Data to process:

** start **

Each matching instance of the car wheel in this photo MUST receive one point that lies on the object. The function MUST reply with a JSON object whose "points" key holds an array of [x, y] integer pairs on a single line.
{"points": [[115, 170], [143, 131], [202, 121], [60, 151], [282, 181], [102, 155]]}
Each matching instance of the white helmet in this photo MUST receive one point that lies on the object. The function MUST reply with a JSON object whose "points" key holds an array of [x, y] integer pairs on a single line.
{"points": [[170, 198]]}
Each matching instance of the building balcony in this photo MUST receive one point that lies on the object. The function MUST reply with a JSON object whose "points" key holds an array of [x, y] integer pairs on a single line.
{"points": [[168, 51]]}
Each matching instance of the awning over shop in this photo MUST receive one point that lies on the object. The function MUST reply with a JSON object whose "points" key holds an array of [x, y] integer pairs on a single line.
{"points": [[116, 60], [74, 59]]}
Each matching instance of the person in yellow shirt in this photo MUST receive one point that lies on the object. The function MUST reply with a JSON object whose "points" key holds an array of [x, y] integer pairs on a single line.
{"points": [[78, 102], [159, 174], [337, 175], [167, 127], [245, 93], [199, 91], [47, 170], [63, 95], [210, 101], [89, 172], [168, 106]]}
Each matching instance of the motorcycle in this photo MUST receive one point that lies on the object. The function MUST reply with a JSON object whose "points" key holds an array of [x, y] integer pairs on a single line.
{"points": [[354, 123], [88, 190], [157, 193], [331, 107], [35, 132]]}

** end **

Goal of the exercise: Arrange all of the data above as a numbered list, leaving out any blank lines.

Completed task:
1. Each matching instance of the car wheel in this photo MUST receive one point that lies on the object. The function MUST reply with a JSON object whose "points" key holds an array of [x, y] integer pairs on a single line.
2. {"points": [[115, 170], [143, 131], [202, 121], [60, 151], [282, 181], [102, 155]]}
3. Each matching instance of the white helmet in this photo MUST receive one point that lies on the object. The function MUST reply with a JSON object whose "points" key holds an array of [x, y] integer pairs on a single line.
4. {"points": [[170, 198]]}
5. Each matching instance of the building balcony in this photo MUST receive one point that lies on the object. The function MUST reply with a JSON object whose "points" key holds an array of [x, y] integer pairs on a single line.
6. {"points": [[168, 51]]}
7. Each matching instance of the awning over shop in this photo MUST receive one point that lies on the object. The function MUST reply with a JSON object whose "points" key holds an array of [x, y] integer pairs on a single line.
8. {"points": [[116, 60], [74, 59]]}
9. Each matching instance of the person in yellow shirt in this photo MUST receive one point that lies on the object. The function MUST reply with a JSON object whose "points" key holds an array of [x, y] integer pairs on a single line.
10. {"points": [[78, 102], [159, 174], [337, 175], [167, 127], [245, 93], [199, 91], [47, 170], [63, 95], [210, 101], [89, 172], [168, 106]]}
11. Each matching instance of the motorcycle in this photo MUST receive one point that lies on the object. The function MUST reply with a JSON object whose "points" key holds an array of [x, y] integer pairs on a single line.
12. {"points": [[354, 123], [88, 190], [157, 193], [331, 107], [35, 132]]}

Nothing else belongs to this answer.